(Extracted records)
-=-=-=-=-
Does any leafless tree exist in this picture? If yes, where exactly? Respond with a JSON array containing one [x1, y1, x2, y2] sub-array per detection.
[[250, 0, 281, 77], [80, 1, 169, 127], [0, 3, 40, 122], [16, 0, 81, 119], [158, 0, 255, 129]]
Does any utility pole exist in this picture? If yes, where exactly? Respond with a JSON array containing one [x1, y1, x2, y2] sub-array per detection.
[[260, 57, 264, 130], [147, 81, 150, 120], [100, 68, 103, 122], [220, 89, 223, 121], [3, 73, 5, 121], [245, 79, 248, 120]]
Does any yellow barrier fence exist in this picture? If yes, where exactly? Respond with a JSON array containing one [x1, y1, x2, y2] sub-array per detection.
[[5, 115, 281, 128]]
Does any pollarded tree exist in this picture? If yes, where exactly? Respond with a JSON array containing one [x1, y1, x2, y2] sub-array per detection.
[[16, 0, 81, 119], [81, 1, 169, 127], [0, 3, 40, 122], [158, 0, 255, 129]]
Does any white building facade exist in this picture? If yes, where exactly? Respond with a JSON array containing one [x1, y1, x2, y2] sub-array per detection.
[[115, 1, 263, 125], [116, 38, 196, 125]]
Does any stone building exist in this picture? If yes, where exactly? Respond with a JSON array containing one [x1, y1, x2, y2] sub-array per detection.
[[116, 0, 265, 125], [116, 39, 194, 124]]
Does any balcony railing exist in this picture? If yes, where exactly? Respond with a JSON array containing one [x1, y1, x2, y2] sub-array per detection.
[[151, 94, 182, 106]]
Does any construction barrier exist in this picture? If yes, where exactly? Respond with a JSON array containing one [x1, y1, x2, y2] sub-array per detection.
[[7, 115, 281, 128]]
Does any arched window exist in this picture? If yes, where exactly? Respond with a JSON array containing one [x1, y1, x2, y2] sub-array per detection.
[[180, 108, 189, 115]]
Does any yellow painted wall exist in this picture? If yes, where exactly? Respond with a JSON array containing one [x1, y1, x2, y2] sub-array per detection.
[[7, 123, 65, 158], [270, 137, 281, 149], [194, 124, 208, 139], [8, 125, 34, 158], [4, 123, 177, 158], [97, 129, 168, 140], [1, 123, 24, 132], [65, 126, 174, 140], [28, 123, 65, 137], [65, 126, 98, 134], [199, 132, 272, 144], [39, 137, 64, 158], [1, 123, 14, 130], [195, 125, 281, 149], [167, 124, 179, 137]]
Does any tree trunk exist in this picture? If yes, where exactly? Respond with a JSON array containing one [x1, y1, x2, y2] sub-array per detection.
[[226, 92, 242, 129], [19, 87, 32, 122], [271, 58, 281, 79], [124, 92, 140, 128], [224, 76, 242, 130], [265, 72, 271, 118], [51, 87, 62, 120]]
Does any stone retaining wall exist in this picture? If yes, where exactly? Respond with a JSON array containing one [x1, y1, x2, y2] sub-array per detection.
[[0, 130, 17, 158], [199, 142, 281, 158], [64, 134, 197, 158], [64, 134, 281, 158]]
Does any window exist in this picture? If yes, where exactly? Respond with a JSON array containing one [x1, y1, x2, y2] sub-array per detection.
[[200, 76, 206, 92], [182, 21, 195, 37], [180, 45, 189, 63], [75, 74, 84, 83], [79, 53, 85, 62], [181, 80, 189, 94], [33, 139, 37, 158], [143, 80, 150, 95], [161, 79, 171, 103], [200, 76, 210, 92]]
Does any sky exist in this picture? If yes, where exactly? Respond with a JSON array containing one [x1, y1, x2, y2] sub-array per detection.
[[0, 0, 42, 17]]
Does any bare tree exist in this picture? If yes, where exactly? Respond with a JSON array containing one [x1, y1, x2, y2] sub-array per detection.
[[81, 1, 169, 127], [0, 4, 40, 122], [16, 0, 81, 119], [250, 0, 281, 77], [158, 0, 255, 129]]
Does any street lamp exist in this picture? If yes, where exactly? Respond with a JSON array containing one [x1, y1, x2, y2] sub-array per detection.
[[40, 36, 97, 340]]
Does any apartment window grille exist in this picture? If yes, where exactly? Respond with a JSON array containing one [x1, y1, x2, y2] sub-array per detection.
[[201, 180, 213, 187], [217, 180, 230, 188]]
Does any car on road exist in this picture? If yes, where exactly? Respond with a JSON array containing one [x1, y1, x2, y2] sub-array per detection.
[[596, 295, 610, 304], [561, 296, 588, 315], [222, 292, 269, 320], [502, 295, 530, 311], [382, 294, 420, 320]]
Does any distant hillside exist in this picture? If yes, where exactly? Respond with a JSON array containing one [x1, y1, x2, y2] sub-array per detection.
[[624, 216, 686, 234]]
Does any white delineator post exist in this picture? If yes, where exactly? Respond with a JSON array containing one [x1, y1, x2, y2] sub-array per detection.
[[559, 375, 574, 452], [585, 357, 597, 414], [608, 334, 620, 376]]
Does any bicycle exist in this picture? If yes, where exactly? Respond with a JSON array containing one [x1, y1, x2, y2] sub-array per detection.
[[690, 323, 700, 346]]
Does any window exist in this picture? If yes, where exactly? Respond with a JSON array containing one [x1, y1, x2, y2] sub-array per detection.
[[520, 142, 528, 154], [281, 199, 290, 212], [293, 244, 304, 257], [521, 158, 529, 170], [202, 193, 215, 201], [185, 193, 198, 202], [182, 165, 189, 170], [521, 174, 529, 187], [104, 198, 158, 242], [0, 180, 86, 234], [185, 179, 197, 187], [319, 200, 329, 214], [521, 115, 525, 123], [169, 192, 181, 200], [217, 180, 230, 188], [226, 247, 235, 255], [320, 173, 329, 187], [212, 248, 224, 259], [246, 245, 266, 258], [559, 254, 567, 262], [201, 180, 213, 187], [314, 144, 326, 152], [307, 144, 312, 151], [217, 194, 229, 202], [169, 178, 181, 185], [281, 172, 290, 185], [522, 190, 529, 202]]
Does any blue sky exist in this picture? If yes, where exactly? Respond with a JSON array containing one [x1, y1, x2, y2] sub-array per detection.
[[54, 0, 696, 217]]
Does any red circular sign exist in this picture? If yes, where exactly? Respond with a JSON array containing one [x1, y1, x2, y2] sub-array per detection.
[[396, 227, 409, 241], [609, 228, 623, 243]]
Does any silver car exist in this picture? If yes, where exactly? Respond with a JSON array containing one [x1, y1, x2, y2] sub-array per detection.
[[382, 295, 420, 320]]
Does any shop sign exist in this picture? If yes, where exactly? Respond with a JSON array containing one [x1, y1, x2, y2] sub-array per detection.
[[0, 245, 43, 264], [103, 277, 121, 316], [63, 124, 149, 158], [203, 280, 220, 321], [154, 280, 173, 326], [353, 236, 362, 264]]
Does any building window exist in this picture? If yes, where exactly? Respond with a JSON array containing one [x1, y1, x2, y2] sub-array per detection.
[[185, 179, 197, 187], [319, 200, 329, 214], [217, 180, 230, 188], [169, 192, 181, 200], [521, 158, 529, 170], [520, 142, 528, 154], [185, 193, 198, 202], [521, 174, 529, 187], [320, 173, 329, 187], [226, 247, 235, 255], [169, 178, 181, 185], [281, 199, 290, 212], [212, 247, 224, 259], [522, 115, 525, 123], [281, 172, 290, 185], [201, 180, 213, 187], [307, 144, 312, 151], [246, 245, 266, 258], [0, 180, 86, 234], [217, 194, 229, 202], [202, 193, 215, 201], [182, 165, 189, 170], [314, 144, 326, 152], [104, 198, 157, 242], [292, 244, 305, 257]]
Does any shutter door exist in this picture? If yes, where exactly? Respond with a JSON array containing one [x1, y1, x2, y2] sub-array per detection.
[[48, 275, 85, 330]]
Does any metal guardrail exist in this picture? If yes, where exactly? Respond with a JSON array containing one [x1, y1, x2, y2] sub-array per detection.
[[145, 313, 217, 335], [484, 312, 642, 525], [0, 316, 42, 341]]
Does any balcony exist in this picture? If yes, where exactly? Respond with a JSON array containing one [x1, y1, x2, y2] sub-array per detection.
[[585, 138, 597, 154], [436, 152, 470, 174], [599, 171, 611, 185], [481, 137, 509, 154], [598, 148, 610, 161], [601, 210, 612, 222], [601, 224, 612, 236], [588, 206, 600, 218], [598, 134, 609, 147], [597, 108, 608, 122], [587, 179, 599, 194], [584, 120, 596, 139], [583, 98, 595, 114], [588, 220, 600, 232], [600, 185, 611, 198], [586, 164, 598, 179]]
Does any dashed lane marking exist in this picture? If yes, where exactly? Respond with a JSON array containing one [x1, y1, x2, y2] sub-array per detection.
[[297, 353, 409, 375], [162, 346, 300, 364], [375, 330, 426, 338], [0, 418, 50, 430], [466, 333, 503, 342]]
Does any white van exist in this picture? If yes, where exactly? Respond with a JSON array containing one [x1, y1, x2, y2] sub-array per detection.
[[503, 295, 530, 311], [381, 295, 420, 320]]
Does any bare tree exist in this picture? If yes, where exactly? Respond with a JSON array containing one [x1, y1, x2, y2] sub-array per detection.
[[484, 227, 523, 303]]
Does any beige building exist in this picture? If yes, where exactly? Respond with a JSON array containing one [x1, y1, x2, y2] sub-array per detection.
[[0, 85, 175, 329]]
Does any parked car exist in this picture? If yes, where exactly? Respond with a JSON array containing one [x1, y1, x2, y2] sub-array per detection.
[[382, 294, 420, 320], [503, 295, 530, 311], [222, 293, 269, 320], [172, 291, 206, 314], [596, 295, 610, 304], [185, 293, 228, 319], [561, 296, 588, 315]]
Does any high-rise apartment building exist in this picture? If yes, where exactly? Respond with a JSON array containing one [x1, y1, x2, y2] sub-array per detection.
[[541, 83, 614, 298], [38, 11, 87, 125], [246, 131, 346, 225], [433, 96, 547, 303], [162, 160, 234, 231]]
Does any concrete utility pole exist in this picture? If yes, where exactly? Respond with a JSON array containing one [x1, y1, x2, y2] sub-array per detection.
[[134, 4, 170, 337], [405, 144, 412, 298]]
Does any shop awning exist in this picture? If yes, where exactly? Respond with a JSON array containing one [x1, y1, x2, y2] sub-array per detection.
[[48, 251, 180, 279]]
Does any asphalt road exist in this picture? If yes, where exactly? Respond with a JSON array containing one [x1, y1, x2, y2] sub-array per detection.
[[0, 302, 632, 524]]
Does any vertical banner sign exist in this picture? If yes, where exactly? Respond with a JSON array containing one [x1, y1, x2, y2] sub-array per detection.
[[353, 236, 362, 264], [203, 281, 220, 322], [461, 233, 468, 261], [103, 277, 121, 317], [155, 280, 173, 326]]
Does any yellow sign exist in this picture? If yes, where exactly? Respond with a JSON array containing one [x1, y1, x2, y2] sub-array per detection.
-=-=-=-=-
# What to work on:
Only a word-for-word repetition of the lines from the one containing "Does any concrete" to the final line of the data above counts as the answer.

# Result of this exercise:
Does any concrete utility pole exist in this picture? If yes, where exactly? Respond with a JSON array containing one [x1, y1, x2, y2] sub-array per detection.
[[134, 4, 170, 337], [405, 144, 412, 298]]
Does any shop awning exist in this picture? If yes, where exactly? Respond with a JSON array containing one [x1, y1, x2, y2] sub-array per detection.
[[48, 251, 180, 279]]
Does any asphalt road exist in this picture? If yes, where exactly? Respond with a JSON array containing one [x1, y1, x2, y2] sub-array per detection.
[[0, 302, 632, 524]]
Does any vertical banner sign exist in this picture? If yes, where exactly? Respond with a JSON array containing one [x1, y1, x2, y2] sub-array per detection.
[[353, 236, 362, 264], [203, 281, 220, 322], [461, 233, 468, 261], [103, 277, 121, 317], [155, 280, 173, 326]]
Does any yellow sign exist in this picture? If yes, where exactly? Respond with a JSON array containing one [x1, y1, x2, y2] sub-array per detection.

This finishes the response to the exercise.